→ RECORDS SUPPLIED:
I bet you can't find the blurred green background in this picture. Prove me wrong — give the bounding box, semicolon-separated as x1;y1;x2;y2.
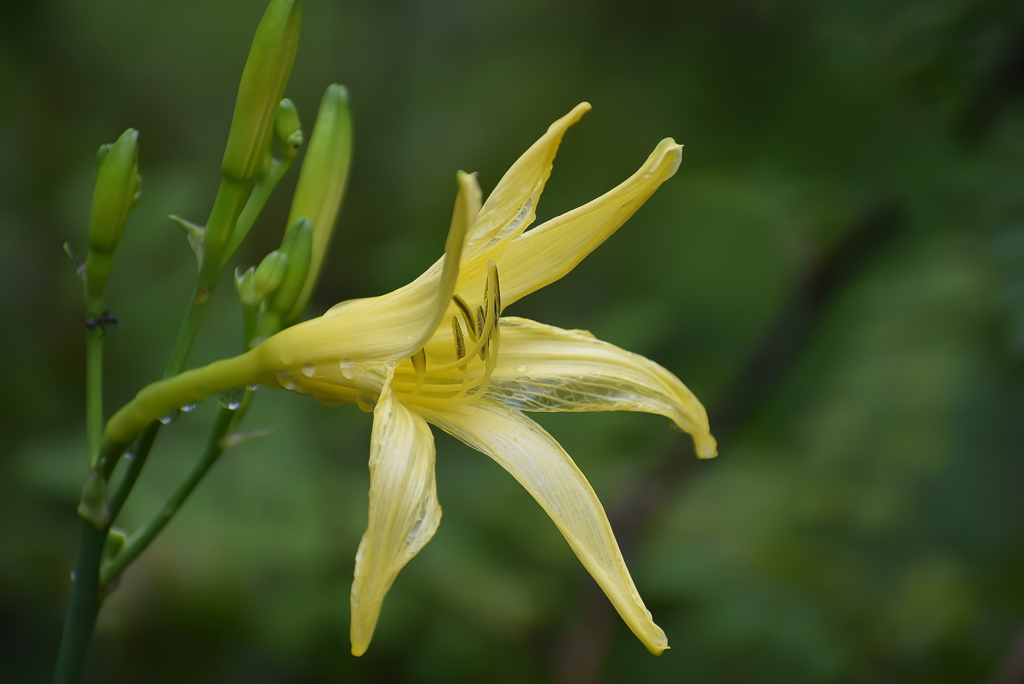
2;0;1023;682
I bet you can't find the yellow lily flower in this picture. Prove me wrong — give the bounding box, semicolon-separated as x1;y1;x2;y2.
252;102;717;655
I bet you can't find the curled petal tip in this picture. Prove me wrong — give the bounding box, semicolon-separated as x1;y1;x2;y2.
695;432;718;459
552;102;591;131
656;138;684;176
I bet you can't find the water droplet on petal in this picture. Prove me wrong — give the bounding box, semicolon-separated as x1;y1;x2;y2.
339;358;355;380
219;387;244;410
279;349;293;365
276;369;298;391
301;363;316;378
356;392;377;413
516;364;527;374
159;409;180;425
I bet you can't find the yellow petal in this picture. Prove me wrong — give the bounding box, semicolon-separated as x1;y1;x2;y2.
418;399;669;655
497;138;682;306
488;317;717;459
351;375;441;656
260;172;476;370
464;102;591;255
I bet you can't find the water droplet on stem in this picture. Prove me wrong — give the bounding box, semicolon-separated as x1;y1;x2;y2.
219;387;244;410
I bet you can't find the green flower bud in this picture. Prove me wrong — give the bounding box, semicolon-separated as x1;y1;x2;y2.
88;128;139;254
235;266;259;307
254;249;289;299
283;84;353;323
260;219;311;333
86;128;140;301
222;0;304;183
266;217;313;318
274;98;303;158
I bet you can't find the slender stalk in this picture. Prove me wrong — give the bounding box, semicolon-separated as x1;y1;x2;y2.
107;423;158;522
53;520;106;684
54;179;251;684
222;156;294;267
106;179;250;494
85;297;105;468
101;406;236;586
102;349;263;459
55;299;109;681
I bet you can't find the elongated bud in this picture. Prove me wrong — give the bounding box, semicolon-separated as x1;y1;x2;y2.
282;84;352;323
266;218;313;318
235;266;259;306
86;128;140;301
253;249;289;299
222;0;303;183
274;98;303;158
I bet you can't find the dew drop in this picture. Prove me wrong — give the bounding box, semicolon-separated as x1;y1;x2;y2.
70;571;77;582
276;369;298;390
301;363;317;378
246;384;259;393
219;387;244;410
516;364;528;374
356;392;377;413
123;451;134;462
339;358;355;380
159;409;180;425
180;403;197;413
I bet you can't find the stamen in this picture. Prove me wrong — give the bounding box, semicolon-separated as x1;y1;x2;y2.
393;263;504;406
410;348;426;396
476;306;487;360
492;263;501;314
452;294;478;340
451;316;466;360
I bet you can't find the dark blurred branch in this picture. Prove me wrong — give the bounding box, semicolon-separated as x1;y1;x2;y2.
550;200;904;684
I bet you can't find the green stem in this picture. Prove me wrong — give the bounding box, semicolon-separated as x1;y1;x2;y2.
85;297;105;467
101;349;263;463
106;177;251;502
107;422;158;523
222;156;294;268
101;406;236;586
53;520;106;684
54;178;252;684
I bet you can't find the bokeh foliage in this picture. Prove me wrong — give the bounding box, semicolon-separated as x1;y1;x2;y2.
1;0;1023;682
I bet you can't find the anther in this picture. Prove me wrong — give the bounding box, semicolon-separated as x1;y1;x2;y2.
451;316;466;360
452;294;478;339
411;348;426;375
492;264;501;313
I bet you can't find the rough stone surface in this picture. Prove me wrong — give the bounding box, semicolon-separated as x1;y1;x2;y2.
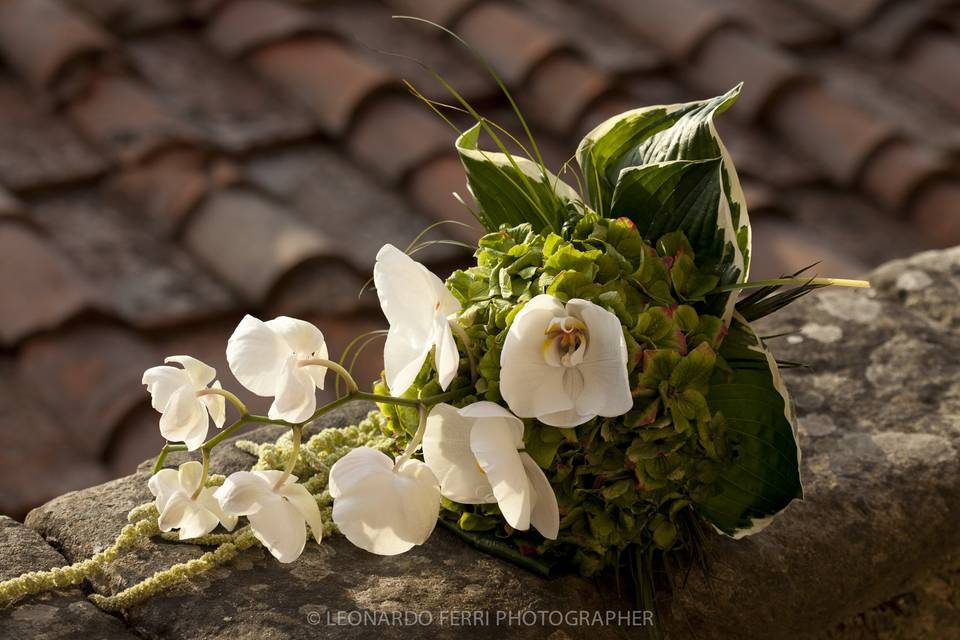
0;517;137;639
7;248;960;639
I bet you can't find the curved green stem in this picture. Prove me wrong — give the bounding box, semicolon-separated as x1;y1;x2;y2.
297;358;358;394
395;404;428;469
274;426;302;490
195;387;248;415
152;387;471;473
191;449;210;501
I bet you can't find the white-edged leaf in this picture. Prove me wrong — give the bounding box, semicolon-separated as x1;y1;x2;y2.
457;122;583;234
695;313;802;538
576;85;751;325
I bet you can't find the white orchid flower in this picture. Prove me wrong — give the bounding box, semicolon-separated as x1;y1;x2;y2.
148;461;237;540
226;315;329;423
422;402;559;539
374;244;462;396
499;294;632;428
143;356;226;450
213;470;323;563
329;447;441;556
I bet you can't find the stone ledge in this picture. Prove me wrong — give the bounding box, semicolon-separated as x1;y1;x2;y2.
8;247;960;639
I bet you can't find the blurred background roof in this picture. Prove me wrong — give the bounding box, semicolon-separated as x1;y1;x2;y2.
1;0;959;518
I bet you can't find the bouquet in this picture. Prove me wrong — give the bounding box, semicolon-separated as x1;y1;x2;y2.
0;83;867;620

→ ASSIGNMENT: Make an exact copy of the records above, one that has none of the pictures.

→ SOLUTION TO THE PROBLEM:
I bet you can't find the blurred green background in this picture. Prove me wrong — give the bounding box, semicolon-separated as x1;y1;x2;y2.
2;0;1023;682
I bet you can't find the yellow lily flower in this picture. Prove me wrong — give the bounding box, semicolon-separated as x1;y1;x2;y2.
252;102;717;655
I bet you can't find the curled petal tip in this picture. Prove me wrong — give the bounding box, semicolon-separated as x1;y1;x2;y2.
695;432;718;459
552;102;591;131
656;138;684;176
I bet you can't find the water droplet on petal in this picture. Prove me wrong — give the bounding box, semicolon-separated as x1;y1;x2;y2.
339;358;355;380
219;387;244;410
279;349;293;365
276;369;298;391
301;363;316;378
356;392;377;413
516;364;527;374
159;409;180;425
I bet you can't find the yellow petal in this picture. Prove me wrong — give the bounding box, semicolon-separated as x1;y1;x2;y2.
418;399;669;655
497;138;682;306
488;317;717;459
351;375;441;656
260;172;476;370
464;102;591;255
I bet you can't find the water droplet on stem in this picture. Prove me wrong — give the bounding box, semicolon-separated as x1;y1;x2;y2.
219;387;244;410
I bet you can't find the green flower bud in this picture. Prove me wrong — give the bounding box, semicolon-separated as x1;y1;x2;y2.
88;128;139;254
235;266;259;307
254;249;289;299
283;84;353;323
260;219;311;333
86;128;140;301
222;0;304;183
266;217;313;318
274;98;303;158
I bet you can't find the slender stalk in this picture. Prove me wrong — give the bounding box, semicolon-separated as x1;y1;x2;y2.
107;423;158;522
53;520;106;684
54;179;251;684
222;156;294;267
106;179;250;494
85;297;105;468
101;406;236;586
102;349;263;459
55;299;109;681
I bet you can't find the elongated bud in this picture. Prove me wrong — give the bounding box, semicolon-separated as x1;y1;x2;y2.
282;84;352;323
266;218;313;318
235;266;259;306
86;128;140;301
253;249;289;299
222;0;303;183
274;98;303;158
I bet you can't find the dew drop in this picture. Prove me wrong — give the bounding box, semicolon-separated as x1;y1;x2;y2.
70;571;77;582
276;369;298;390
301;363;317;378
246;384;259;393
219;387;244;410
516;364;528;374
356;392;377;413
123;451;134;462
339;358;355;380
159;409;180;425
180;403;197;413
I bet you can't find the stamen in this picture. Prove me wrong — give the bounding box, semicolon-separated as x1;y1;x2;y2.
393;263;504;406
410;348;426;396
476;306;487;360
492;263;501;314
452;294;478;340
451;316;466;360
I bet you can't find the dark blurred branch in this picture. Prove me wrong — give the bounding box, semicolon-separated as x1;y1;x2;y2.
550;200;904;684
I bet you can't find the green stem in this picture. Prove me wrong — give the bounding box, semicolon-separated as x1;y1;x2;y2.
85;297;105;467
101;349;263;463
106;177;251;502
107;422;158;523
222;156;294;268
101;406;236;586
53;520;106;684
54;178;252;684
I bet you can't find the bokeh foliage in this picture. Prove me wrong — give the bounding box, semicolon-separated as x1;y1;x2;y2.
1;0;1023;682
I bet you can't find the anther in this picture. Prove me wrong — give the bounding box, semicolon-separated as x1;y1;x2;y2.
451;316;466;360
452;294;478;339
411;348;426;375
492;264;501;313
I bet you can't find the rough stone surface in this picture. Prove me wrong — give the bounding box, semicolon-separated as x1;y1;x2;y2.
0;517;137;639
7;248;960;639
I bet you can't find the curved green stem in this picture. Prove me wrong — give the bounding box, semicolon-separated as x1;y1;x2;y2.
297;358;358;394
395;404;428;469
274;426;302;490
195;387;248;415
152;387;471;473
191;449;210;501
I bet you can't find the white-edged leaf in this picture. Prove me wrong — give the bounding box, semicolon-separated as x1;y1;x2;y2.
457;122;583;234
695;313;802;538
576;85;751;325
I bet you can't find the white orchid flower in this picture. Prove me wrong — give the bounding box, semicolon-separated as x1;y1;x2;y2.
148;461;237;540
226;315;329;423
422;402;559;539
374;244;462;396
499;294;632;428
143;356;226;450
213;470;323;563
329;447;441;556
I bet you can't find the stone ledge in this picture. Prove me wrong — give the bounding box, semicolon-separated as x1;y1;x2;y2.
8;247;960;639
I bet you can't find the blurred background roof in this picture. Prove me wrong — give the bounding box, semicolon-separated as x1;y1;x2;y2.
1;0;959;518
I bet you can't find the bouquet in this picture. Prove me wrong — give the bounding box, semicolon-separated as x1;y1;x2;y2.
0;83;867;620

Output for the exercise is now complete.